The output must be the data, printed exactly as written.
[Supplied entries — start]
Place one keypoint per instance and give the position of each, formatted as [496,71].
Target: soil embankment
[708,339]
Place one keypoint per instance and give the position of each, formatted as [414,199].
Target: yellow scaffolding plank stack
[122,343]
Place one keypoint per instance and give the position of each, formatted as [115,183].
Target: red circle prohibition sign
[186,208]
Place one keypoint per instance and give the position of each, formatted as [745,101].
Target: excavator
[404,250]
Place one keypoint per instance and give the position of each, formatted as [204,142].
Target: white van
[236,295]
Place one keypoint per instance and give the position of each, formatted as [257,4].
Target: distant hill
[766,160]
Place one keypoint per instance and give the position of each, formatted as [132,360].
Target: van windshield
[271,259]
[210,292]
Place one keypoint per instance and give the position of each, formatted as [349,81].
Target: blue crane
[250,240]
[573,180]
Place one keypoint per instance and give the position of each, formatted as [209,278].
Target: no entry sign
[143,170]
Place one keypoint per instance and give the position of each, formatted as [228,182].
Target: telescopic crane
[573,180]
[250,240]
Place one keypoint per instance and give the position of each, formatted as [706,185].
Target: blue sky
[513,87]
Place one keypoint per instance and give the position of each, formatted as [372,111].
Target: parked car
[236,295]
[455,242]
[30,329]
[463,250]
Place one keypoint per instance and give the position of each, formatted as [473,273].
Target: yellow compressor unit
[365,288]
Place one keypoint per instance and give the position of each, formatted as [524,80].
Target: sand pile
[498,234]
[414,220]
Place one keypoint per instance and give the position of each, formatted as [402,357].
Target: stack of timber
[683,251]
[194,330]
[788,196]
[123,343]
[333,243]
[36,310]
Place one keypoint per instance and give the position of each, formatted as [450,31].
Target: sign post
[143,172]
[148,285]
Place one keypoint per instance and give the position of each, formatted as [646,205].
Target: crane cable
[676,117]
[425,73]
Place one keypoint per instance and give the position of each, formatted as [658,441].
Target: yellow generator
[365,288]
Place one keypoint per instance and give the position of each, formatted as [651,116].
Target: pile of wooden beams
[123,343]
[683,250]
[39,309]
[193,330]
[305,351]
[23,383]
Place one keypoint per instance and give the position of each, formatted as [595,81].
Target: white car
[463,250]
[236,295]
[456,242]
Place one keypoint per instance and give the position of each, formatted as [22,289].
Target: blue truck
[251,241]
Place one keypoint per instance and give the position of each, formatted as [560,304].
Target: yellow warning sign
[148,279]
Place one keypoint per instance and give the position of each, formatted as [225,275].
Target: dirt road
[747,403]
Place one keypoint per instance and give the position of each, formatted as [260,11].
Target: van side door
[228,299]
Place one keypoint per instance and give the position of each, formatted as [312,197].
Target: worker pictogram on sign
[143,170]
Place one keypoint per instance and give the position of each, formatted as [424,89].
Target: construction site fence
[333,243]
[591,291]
[Supplied entries — finish]
● **Written answer**:
Place one keypoint per instance and give the position of each, formatted as [496,71].
Target: soil embankment
[708,339]
Place one keypoint per instance and give the position of each, formatted as [414,199].
Target: yellow scaffolding plank stack
[122,343]
Place one keypoint per instance and give the position of each, formatted as [115,183].
Target: red circle prohibition sign
[186,208]
Place one keypoint per instance and give the position of each, formatted as [745,101].
Target: excavator
[404,250]
Place one keypoint per instance and give the position of each, formatted as [204,142].
Target: white van
[236,295]
Place one keypoint per instance and give the position of each, formatted as [257,4].
Target: distant hill
[766,160]
Place one keypoint per instance and give the position of each, formatted as [132,360].
Target: van windshield
[271,259]
[210,292]
Place one keypoint per instance and give the position of each, formatted as [349,81].
Target: blue crane
[250,240]
[573,180]
Place one keypoint per instance and give the position of each, formatted as [209,278].
Target: no entry sign
[143,170]
Place one keypoint per instance and give the position of each, formatted as [228,182].
Target: telescopic crane
[573,180]
[250,240]
Place one keypoint per instance and give the position of each, formatted as [706,185].
Target: blue sky
[513,87]
Place one keypoint per instance and give the position of each, formatted as [372,111].
Target: parked car
[236,295]
[455,242]
[30,329]
[463,250]
Place one keypoint per instance and give the position of each, formatted as [473,273].
Target: yellow compressor unit
[365,288]
Place one keypoint per instance and give the position of each, formatted as [524,80].
Target: sand pile
[498,234]
[414,220]
Place one keypoint per instance and give the position of each, formatted as [402,357].
Target: stack of timber
[683,251]
[194,330]
[788,196]
[123,343]
[333,243]
[36,310]
Place one keypoint per instance and give the position of each, formatted as [450,31].
Target: sign post
[143,172]
[148,285]
Place one keypoint per instance and give the position of each, formatted as [646,205].
Target: crane cable
[676,117]
[425,73]
Place one keypoint per instance and give the position of each, formatted as [658,441].
Target: yellow generator
[365,288]
Place one keypoint per instance and give the position of each, formatted as [651,116].
Target: pile of wooden beams
[123,343]
[683,250]
[39,309]
[193,330]
[305,351]
[23,383]
Place one keypoint per instance and give the position of each, formatted as [595,81].
Target: white car
[463,250]
[236,295]
[456,242]
Place one keypoint per instance and give the position of each, formatted as [22,289].
Target: blue truck
[251,241]
Place one keypoint per instance and give the position of each, formatted as [560,304].
Target: yellow warning sign
[148,279]
Place one keypoint per instance and give the position of each, formatted as [225,275].
Target: dirt road
[747,403]
Place one keypoint per instance and give the position of each, formatted as [260,11].
Target: van side door
[228,299]
Place one keypoint per instance and give the position of each, formatted as [312,197].
Target: worker pictogram on sign
[143,170]
Place one keypoint per instance and give the position of each, formatted as [424,89].
Target: construction site fence
[333,243]
[591,291]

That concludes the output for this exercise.